■ **Opdrachten**:
1 > Herhaal woord voor woord het stuk uit het bronfragment dat begint met "U I T S P R" en doorloopt tot en met "31 december 2004.".
2 > Op welke datum en voor welk bedrag kocht belanghebbende volgens het bronfragment het appartement?
3 > Stemmen de volgende beweringen overeen met het bronfragment? Antwoord per bewering met ja of nee en citeer de woorden uit het bronfragment die de doorslag geven.
(a) Ieder gebouw in het complex telt 55 appartementen.
(b) Verweerder heeft de waarde van de onroerende zaak vastgesteld op ƒ 542.000,=.
(c) De uitspraak is gepubliceerd op 9 maart 2005.

■ **Bronfragment**:

-=-=-

Home

Gerechtshof 's-Hertogenbosch, 09-03-2005, ECLI:NL:GHSHE:2005:BW2018 AT3320, 02/03953

Gerechtshof 's-Hertogenbosch, 09-03-2005, ECLI:NL:GHSHE:2005:BW2018 AT3320, 02/03953

Gegevens

Instantie
Gerechtshof 's-Hertogenbosch
Datum uitspraak
9 maart 2005
Datum publicatie
8 april 2005
ECLI
ECLI:NL:GHSHE:2005:AT3320
Zaaknummer
02/03953
Relevante informatie
Wet waardering onroerende zaken [Tekst geldig vanaf 01-01-2023 tot 01-01-2024] art. 17

Inhoudsindicatie

WOZ. De onroerende zaak maakt deel uit van een complex bestaande uit een viertal identieke gebouwen aan het Z-park te Y. Ieder gebouw omvat 55 appartementen, onderverdeeld in 17 types. Belanghebbende heeft onweersproken gesteld dat hij het appartement op 14 december 1998 heeft gekocht voor ƒ 542.000,=. Verweerder heeft de waarde van de onroerende zaak - peildatum 1 januari 1999 - vastgesteld op ƒ 751.000,=. Naar het oordeel van het Hof is de prijsontwikkeling in de periode 14 december 1998 tot 1 januari 1999 te verwaarlozen en stelt het Hof de WOZ-waarde vast op ƒ 542.000,=. Het gelijk is aan belanghebbende.

Uitspraak

BELASTINGKAMER

Nr. 02/03953

HET GERECHTSHOF TE 's-HERTOGENBOSCH

U I T S P R A A K

Uitspraak van het Gerechtshof te 's-Hertogenbosch, vijfde enkelvoudige Belastingkamer, op het beroep van de heer X te Y tegen de uitspraak van het hoofd van de afdeling Openbare Werken (hierna: de verweerder) op het bezwaarschrift betreffende de in het kader van de Wet waardering onroerende zaken (hierna: de Wet WOZ) aan belanghebbende gezonden beschikking waarbij de waarde van het object plaatselijk bekend Z-park 00 te Y (hierna: de onroerende zaak) per de peildatum 1 januari 1999 is vastgesteld voor het tijdvak 1 januari 2001 tot en met 31 december 2004.

-=-=-

■ **Materiaal**:
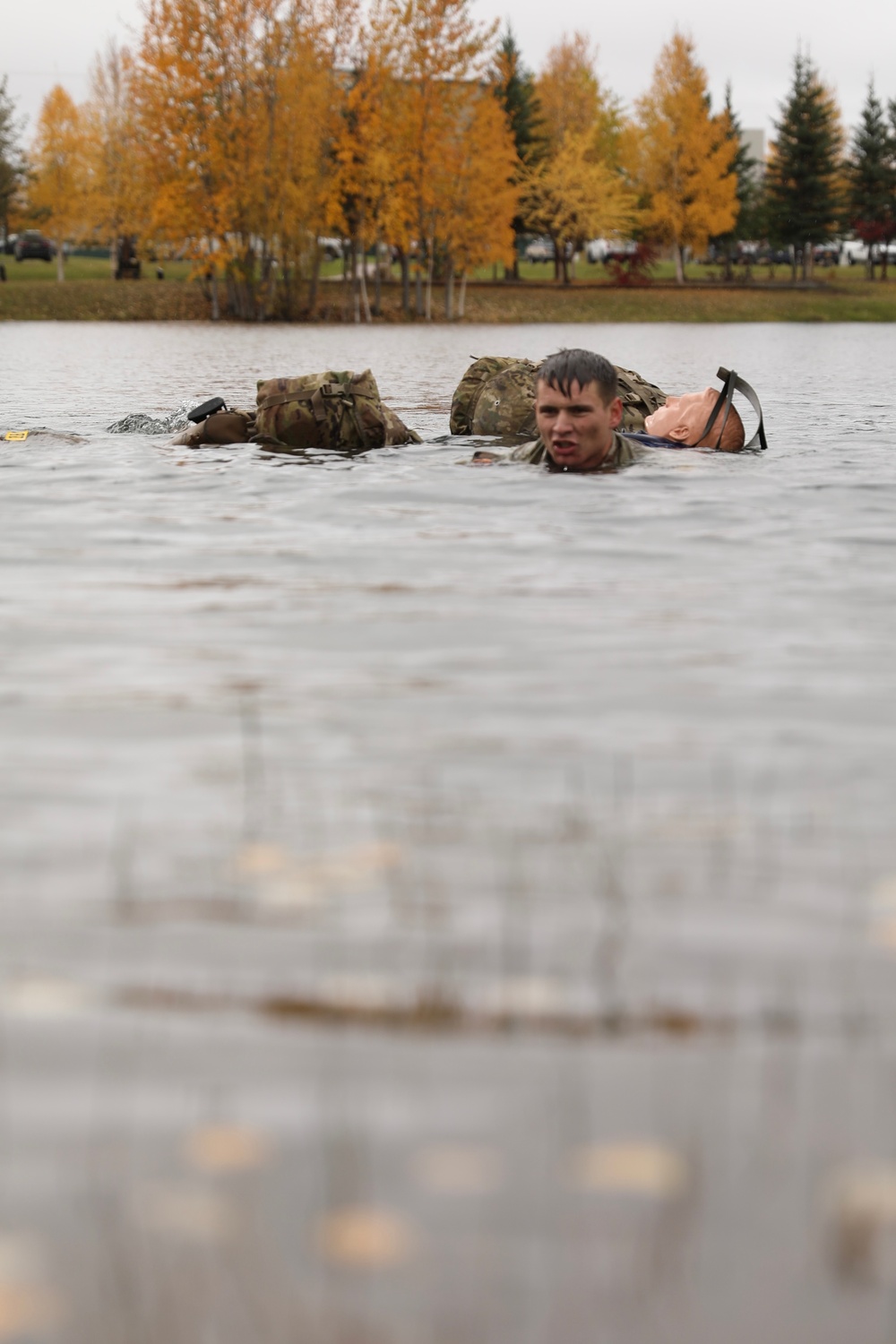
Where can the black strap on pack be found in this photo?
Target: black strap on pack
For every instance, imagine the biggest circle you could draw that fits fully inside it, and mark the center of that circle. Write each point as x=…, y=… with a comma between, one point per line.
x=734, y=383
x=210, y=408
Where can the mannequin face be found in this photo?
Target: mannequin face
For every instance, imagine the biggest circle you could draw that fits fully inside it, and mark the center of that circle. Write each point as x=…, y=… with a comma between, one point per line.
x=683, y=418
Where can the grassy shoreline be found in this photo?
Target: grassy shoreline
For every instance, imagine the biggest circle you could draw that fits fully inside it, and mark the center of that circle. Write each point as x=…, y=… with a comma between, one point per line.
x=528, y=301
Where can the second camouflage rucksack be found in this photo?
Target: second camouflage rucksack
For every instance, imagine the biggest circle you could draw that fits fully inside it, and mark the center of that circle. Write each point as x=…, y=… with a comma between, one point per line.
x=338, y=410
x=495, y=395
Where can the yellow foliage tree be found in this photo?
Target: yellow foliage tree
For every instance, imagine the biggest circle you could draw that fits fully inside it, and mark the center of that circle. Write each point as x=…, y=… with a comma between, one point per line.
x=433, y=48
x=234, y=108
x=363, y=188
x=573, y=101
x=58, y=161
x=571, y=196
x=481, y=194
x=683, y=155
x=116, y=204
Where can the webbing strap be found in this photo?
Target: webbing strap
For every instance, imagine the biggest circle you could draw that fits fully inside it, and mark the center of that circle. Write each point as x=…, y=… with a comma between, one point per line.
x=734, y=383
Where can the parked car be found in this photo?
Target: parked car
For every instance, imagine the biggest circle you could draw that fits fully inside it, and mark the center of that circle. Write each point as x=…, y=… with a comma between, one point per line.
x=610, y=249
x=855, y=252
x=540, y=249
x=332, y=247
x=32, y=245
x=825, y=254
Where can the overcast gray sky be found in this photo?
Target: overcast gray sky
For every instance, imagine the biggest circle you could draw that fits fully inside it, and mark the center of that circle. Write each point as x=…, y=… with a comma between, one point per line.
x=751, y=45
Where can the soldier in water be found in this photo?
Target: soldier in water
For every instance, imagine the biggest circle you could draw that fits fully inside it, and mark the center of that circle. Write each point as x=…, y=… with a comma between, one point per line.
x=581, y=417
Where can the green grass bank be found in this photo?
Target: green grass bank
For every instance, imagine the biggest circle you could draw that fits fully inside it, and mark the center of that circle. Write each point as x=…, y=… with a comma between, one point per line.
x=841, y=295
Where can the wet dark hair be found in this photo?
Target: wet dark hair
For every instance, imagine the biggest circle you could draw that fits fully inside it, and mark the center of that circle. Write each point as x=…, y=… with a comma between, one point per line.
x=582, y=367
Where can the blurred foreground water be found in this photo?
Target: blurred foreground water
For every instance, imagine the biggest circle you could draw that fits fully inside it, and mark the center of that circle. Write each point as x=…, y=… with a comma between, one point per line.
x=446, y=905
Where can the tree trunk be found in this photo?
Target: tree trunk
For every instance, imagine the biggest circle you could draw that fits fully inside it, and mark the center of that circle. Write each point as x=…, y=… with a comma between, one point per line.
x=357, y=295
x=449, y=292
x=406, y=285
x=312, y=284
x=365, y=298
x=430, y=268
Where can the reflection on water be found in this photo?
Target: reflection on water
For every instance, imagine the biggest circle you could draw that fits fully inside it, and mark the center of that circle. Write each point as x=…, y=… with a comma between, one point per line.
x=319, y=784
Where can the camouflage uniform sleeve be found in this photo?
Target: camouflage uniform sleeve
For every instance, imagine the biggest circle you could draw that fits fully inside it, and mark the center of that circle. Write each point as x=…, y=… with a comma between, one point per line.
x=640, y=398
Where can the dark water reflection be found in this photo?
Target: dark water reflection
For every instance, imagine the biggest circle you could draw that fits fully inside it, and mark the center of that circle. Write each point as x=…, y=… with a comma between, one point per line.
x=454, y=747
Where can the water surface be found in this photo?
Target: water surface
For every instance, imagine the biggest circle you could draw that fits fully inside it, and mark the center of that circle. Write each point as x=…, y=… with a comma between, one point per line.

-=-=-

■ **De antwoorden**:
1 >
U I T S P R A A K

Uitspraak van het Gerechtshof te 's-Hertogenbosch, vijfde enkelvoudige Belastingkamer, op het beroep van de heer X te Y tegen de uitspraak van het hoofd van de afdeling Openbare Werken (hierna: de verweerder) op het bezwaarschrift betreffende de in het kader van de Wet waardering onroerende zaken (hierna: de Wet WOZ) aan belanghebbende gezonden beschikking waarbij de waarde van het object plaatselijk bekend Z-park 00 te Y (hierna: de onroerende zaak) per de peildatum 1 januari 1999 is vastgesteld voor het tijdvak 1 januari 2001 tot en met 31 december 2004.

2 > Op 14 december 1998, voor ƒ 542.000,=.

3 >
(a) Ja: "Ieder gebouw omvat 55 appartementen"
(b) Nee: "vastgesteld op ƒ 751.000,="
(c) Nee: "Datum publicatie 8 april 2005"